→ **Reading text**
Lorens v. New York Cent. Mut. Fire Ins. Co.
This text of 2023 NY Slip Op 00018 (Lorens v. New York Cent. Mut. Fire Ins. Co.) is published on Counsel Stack Legal Research, covering Appellate Division of the Supreme Court of the State of New York primary law. Counsel Stack provides free access to over 12 million legal documents including statutes, case law, regulations, and constitutions.
Opinion
| Lorens v New York Cent. Mut. Fire Ins. Co. |
| 2023 NY Slip Op 00018 |
| Decided on January 5, 2023 |
| Appellate Division, Third Department |
| Published by New York State Law Reporting Bureau pursuant to Judiciary Law § 431. |
| This opinion is uncorrected and subject to revision before publication in the Official Reports. |
Decided and Entered:January 5, 2023
534655
v
New York Central Mutual Fire Insurance Company, Appellant.
Calendar Date:November 21, 2022
Before:Egan Jr., J.P., Aarons, Reynolds Fitzgerald, Fisher and McShan, JJ.
Rupp Baase Pfalzgraf Cunningham LLC, Buffalo (Gregory S. Gaglione Jr. of counsel), for appellant.
DeTraglia Law Office, Utica (Michele E. DeTraglia of counsel), for respondents.
McShan, J.
Appeal from an order of the Supreme Court (Brian D. Burns, J.), entered December 21, 2021 in Otsego County, which, among other things, partially denied defendant's cross motion for summary judgment dismissing the complaint.
Plaintiffs are the owners of real property located in the Town of Edmeston, Otsego County that was damaged by a fire in December 2017. Plaintiffs had a homeowner's insurance policy issued by defendant that became effective March 2015 and continued to be in effect during the relevant period. The policy limited reimbursement for damage to the dwelling at $356,000, identified as Coverage A in the policy. The policy also contained an endorsement that enhanced the liability limit up to 125% of the dwelling limit provided that plaintiffs, among other things, give notice of any alterations that "increase the replacement cost of the dwelling by 5% or more." Further, the policy provided coverage for necessary increases to living expenses incurred because of a loss, limited to "the shortest time required to repair or replace the damage."
In February 2018, defendant provided plaintiffs with a statement of loss that, among other things, identified the policy limit total as $467,250 in accordance with the Coverage A endorsement. Plaintiffs thereafter commenced repairs on the property that were ongoing through 2019. After authorizing certain payments pursuant to the policy, defendants declined further coverage for the dwelling replacement costs beyond the $356,000 Coverage A limit, and also denied additional living expenses beyond the 12½-month period following the fire.
Accordingly, plaintiffs brought this action in November 2019, seeking to recover the increased dwelling policy limit under the policy endorsement and additional living expenses. During discovery, plaintiffs informed defendant that they had made several improvements to the property from 2016 through 2017 that, according to plaintiffs, had raised the value of the property from $200,000 to $275,000. Plaintiffs did not support that assertion with any appraisal or other professional valuation. After learning of these improvements, defendant advised plaintiffs that it had failed to meet the condition precedent required for the enhanced dwelling coverage. Specifically, defendant advised plaintiffs that their failure to notify defendant of the alterations to the dwelling which, according to defendant and in reliance on plaintiffs' representation of the value of those alterations, increased the replacement cost of the dwelling by more than 5%.

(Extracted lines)
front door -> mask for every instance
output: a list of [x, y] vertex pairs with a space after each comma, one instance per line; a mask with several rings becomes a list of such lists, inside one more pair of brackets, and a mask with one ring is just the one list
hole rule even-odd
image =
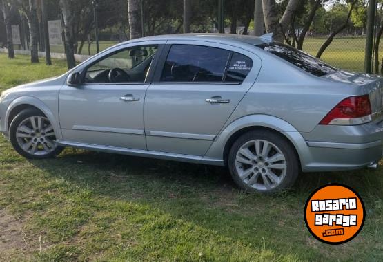
[[107, 54], [84, 69], [83, 85], [63, 87], [59, 110], [63, 140], [146, 150], [146, 78], [158, 48], [137, 45]]
[[148, 150], [204, 155], [255, 81], [255, 54], [202, 43], [168, 42], [145, 100]]

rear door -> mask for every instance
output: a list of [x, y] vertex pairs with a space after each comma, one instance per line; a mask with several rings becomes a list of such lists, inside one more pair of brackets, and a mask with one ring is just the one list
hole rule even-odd
[[261, 61], [233, 46], [172, 41], [147, 90], [148, 150], [204, 155], [259, 73]]

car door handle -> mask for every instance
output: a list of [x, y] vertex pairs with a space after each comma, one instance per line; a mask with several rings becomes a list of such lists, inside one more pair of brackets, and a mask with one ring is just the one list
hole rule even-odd
[[222, 99], [220, 96], [213, 96], [211, 98], [208, 98], [205, 101], [210, 104], [228, 104], [230, 99]]
[[126, 95], [119, 98], [120, 100], [125, 102], [139, 101], [139, 98], [134, 97], [133, 95]]

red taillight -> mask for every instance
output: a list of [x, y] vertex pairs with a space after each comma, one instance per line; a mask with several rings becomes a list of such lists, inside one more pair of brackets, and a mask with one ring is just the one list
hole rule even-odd
[[370, 122], [371, 114], [369, 95], [351, 96], [337, 104], [320, 124], [360, 124]]

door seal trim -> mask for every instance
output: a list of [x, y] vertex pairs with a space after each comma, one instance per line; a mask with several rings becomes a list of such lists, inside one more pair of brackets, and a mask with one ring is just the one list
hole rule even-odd
[[164, 132], [156, 131], [146, 131], [146, 135], [150, 136], [161, 136], [166, 138], [186, 138], [186, 139], [195, 139], [198, 140], [208, 140], [213, 141], [215, 138], [215, 135], [201, 135], [197, 133], [174, 133], [174, 132]]
[[94, 131], [94, 132], [117, 133], [141, 135], [144, 135], [144, 130], [119, 129], [119, 128], [74, 125], [73, 127], [72, 127], [72, 129], [79, 130], [79, 131]]
[[224, 166], [224, 160], [216, 158], [202, 157], [197, 155], [190, 155], [176, 154], [166, 152], [150, 151], [141, 149], [132, 149], [122, 147], [115, 147], [109, 146], [101, 146], [92, 144], [78, 143], [70, 141], [57, 140], [56, 142], [63, 146], [72, 146], [81, 149], [93, 150], [96, 151], [119, 153], [137, 157], [149, 158], [158, 158], [166, 160], [182, 161], [190, 163], [206, 164], [214, 166]]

→ **What to produce**
Copy word for word the part of the court opinion above, starting with "Calendar Date:November 21, 2022" and going on through "counsel), for appellant.".

→ **Finished exercise**
Calendar Date:November 21, 2022
Before:Egan Jr., J.P., Aarons, Reynolds Fitzgerald, Fisher and McShan, JJ.
Rupp Baase Pfalzgraf Cunningham LLC, Buffalo (Gregory S. Gaglione Jr. of counsel), for appellant.